> **What is needed**: Continue the blog post about its 1000th entry from the point where it stops.

> **Selected text**:
1000th Post: The Titles Keep Changing, But the Intent Is the Same

Might’ve been more romantic if this came a month from now on the site’s fifth birthday, which is also two days before my blog debuts in the second aniblog tourney, but what can I do? I can’t pass up making a special 1000th post. 1000 posts! That’s a lot! This is including the 87 posts that I have set to private, though not including the 54 drafts. When I published my last post, WordPress told me, “this was your 999th post!” so as far as I’m concerned, it’s an unambiguous 1000th. At least the birthday and tourney should get pure content posts.

Figuring out how to run this blog is difficult. I’ve moved away from being an “anime blogger” at present, having spent more time in the past two months blogging My Little Pony: Friendship is Magic, and, on this site, writing as much about video games as I have about anime. What am I now? What I’ve always been: just a blogger, only now one who’s less focused on one specific subject.

In this post I’ll explore what I should do about my sites, what my dream is as a writer/blogger, my future in anime blogging, and why I want to be more than just an “anime fan.”

I had a dream: of escaping anime fandom

And I succeeded. You’ll remember that two months ago I stated the following: “…there’s an extent to which I think my anime fandom isn’t so much more massive than my other fandoms as it is more inescapable and easy to be a fan of.” I then successfully escaped anime fandom without even trying. I didn’t watch any anime for almost two months, and consequently didn’t read anything about anime (unless it was by otou-san or ghostlightning because I read their writing indiscriminately). Meanwhile, I stepped into My Little Pony fandom in a way as massive as I’ve ever stepped into anything in my life, if not more so.

> **Material provided**:
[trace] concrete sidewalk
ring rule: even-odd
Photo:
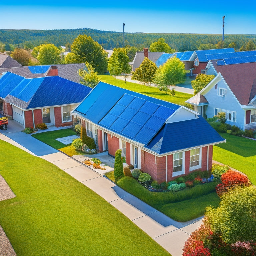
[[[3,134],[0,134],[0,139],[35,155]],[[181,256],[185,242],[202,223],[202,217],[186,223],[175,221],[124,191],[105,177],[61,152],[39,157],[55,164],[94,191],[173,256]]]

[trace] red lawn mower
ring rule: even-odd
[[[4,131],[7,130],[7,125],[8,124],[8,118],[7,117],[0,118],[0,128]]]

---

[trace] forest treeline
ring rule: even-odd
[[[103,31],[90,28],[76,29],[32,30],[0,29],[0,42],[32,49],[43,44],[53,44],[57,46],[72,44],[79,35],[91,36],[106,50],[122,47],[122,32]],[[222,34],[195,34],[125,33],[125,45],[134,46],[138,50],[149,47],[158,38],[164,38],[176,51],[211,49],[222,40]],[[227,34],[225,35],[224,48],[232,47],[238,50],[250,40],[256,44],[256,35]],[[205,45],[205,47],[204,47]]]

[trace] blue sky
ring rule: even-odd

...

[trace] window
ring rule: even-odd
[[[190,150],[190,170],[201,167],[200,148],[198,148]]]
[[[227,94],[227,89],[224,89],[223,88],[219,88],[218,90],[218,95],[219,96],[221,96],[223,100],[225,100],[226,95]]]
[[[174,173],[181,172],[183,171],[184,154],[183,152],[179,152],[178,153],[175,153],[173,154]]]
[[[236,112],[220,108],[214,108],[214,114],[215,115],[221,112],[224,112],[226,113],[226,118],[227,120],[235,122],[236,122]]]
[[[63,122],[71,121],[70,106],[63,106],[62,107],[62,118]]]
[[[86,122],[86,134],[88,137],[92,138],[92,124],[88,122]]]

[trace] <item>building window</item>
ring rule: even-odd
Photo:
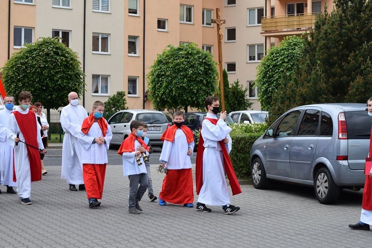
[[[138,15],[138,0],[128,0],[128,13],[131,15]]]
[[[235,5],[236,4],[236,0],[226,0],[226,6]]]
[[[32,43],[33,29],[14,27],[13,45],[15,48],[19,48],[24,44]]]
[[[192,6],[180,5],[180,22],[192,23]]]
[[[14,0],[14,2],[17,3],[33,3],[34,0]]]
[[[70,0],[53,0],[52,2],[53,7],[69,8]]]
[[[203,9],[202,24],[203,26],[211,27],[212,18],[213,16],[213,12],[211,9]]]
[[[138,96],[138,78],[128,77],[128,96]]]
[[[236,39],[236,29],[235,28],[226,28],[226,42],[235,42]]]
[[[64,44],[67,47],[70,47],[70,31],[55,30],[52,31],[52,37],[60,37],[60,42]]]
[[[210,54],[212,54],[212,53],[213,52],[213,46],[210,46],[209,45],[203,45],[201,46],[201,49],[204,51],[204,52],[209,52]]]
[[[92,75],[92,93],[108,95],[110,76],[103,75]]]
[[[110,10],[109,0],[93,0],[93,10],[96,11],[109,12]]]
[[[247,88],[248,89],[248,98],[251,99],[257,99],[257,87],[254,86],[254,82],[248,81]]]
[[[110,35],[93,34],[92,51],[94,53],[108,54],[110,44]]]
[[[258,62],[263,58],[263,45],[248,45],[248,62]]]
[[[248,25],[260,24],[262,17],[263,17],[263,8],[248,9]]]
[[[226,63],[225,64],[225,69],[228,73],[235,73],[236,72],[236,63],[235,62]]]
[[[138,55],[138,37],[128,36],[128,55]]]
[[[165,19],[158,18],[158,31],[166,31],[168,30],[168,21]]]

> **Response**:
I didn’t stop being an anime fan, but I stopped being, “Digibro the anime fan.” For a while you could’ve called me, “Digibrony the self-explanatory,” and there’d be no reason for debate since ponies had a totalizing effect on my life that even anime never achieved. I couldn’t have seen that coming, but I knew that things would even out at some point, and then I was wondering… will I just become an anime fan again? Will I be “Digibrony the anime fan?”

It’s too early to say, because I’ve only re-emerged heavily into other cultures for the past two weeks. However, I didn’t find myself getting hard back into anime as though I’d been unknowingly harshing for a fix (as I’ve done after breaks in the past). I thought I’d end up diving into a new season like I’d missed out on a bunch of shit, but I didn’t react much to the things I watched, and while I remembered love here and there (Zetman), I didn’t go crazy back into otaku mode. I imagine that the effect of Japanese sounding weird to me all of a sudden will go away soon and I’ll remember why I liked some of these seiyuu that right now I’m going uuuhhrrrggg about, but what I also see is a long-broadened horizon waiting to be walked. Right now, more than anime, and even more than ponies (because I’ve almost consumed everything pony that there is, so now it’s more keeping up with new shit), what has my attention is video games. Who knows where this could lead?

I have a dream: of establishing a personal canon

For years I’ve tried to perfect my favorites list. I’ve known forever that favorites lists are meant to evolve constantly, but now I understand that they key isn’t in a list per say; it’s in having a personal canon.

What is a personal canon as opposed to a favorite’s list? Here’s what four entries in my dream canon would look like, roughly sketched.

What makes this so different from a favorite’s list? Importantly, it’s mixed media, and more importantly, it can contain anything. This would be a literal canon of *everything that I care deeply about, period.* It would all culminate into something like this thing I’ve already started on, only minus all of the stuff outside the “favorite things” section.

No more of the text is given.